• Extrato da fonte:
· · · · · · ·

Mas o descanso durou pouco. "Achei que não, que não podia ser que o prazo fosse de 14 semanas e ninguém soubesse. Pensei: mais vale prevenir que remediar - e remediar seria comprar fraldas."

Pensou bem: se há países, como Espanha (desde 2010, e com confirmação esta semana, pelo respetivo Tribunal Constitucional, de que tal é conforme à lei fundamental) e França (desde maio de 2022), nos quais 14 semanas é prazo gestacional para o aborto a pedido, Portugal é, de entre os da Europa, aquele onde vigora o prazo mais curto para a interrupção da gravidez a pedido da mulher.

Um prazo apertado e que os inúmeros obstáculos criados por parte de muitos serviços do SNS, e já reiteradamente reconhecidos em várias deliberações da Entidade Reguladora da Saúde, tornam ainda mais aflitivo.

Que quererá então dizer "10 mais quatro"? A ginecologista Teresa Bombas, uma das dirigentes da Sociedade Portuguesa de Contraceção, responsável pelo Comité de Aborto Seguro da Federação Internacional de Ginecologia e Obstetrícia, traduz: "Dez semanas completas de gravidez são 10 semanas e seis dias para os médicos."

· · · · · · ·

(Itens armazenados do conjunto de dados)
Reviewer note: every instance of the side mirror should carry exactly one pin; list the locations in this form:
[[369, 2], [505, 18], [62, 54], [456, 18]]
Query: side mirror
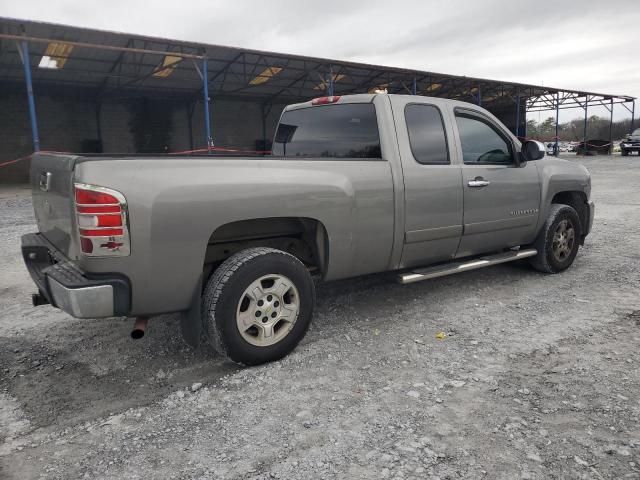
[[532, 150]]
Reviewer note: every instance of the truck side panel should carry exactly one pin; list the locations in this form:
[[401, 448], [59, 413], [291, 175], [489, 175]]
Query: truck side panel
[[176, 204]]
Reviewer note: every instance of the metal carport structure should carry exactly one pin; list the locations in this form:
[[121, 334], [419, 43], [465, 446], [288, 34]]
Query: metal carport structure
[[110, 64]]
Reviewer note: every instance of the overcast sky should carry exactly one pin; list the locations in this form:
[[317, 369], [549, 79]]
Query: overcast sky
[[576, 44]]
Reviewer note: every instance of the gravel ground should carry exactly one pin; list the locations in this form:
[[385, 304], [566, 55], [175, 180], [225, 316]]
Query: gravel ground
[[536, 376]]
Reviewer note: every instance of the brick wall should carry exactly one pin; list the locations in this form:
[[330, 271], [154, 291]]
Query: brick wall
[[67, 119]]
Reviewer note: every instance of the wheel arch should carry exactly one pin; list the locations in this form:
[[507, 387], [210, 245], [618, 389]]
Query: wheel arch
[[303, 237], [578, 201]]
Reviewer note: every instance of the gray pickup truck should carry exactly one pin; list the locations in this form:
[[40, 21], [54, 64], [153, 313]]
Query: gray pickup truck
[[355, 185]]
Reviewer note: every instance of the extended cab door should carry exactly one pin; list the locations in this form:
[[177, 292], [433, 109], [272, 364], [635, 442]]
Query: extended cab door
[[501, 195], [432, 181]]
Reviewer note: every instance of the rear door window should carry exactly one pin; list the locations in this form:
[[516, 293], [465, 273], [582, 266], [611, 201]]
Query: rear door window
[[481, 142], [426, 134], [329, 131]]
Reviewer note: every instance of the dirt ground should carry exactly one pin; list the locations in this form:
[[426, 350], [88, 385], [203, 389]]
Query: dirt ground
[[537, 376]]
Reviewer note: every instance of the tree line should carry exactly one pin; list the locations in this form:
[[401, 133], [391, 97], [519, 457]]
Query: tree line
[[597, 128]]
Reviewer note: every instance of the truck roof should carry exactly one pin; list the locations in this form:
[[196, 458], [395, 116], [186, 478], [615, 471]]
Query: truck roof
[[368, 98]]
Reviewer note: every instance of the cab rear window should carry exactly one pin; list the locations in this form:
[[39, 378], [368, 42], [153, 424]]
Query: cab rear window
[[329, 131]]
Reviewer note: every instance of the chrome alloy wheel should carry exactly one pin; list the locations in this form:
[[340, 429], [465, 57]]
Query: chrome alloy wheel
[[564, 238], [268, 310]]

· · · · · · ·

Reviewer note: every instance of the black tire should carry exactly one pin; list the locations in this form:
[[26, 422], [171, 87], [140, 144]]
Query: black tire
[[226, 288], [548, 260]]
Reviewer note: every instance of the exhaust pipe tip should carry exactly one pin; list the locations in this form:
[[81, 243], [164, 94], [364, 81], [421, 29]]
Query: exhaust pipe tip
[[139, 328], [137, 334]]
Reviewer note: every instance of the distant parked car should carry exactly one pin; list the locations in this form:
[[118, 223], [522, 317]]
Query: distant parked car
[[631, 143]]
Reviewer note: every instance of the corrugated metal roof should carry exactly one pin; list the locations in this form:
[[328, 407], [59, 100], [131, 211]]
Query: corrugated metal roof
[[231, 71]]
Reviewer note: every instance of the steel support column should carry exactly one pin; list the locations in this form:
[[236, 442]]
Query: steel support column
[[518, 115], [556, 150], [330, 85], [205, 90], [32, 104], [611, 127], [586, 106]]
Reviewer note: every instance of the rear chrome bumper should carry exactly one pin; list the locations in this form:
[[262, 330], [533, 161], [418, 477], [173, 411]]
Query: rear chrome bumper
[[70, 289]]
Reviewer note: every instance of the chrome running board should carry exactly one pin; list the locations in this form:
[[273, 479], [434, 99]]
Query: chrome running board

· · · · · · ·

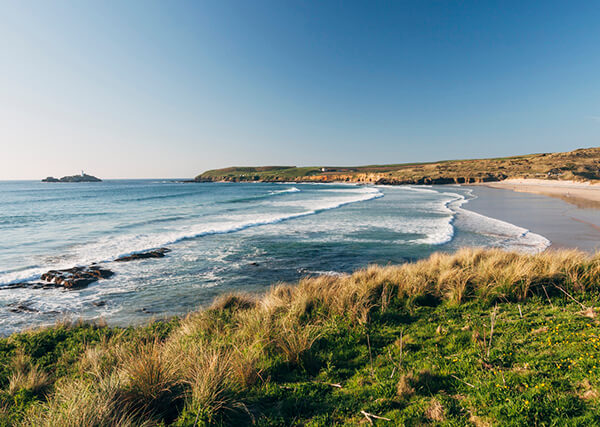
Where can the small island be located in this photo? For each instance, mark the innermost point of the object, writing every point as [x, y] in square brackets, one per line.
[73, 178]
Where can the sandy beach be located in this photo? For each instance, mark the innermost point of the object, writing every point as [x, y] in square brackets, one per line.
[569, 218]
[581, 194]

· · · · · · ·

• O que fazer: Transcreva do extrato sobre o prazo para o aborto o trecho que começa nas palavras "Um prazo apertado" e termina depois de "ainda mais aflitivo.".

• Resposta:
Um prazo apertado e que os inúmeros obstáculos criados por parte de muitos serviços do SNS, e já reiteradamente reconhecidos em várias deliberações da Entidade Reguladora da Saúde, tornam ainda mais aflitivo.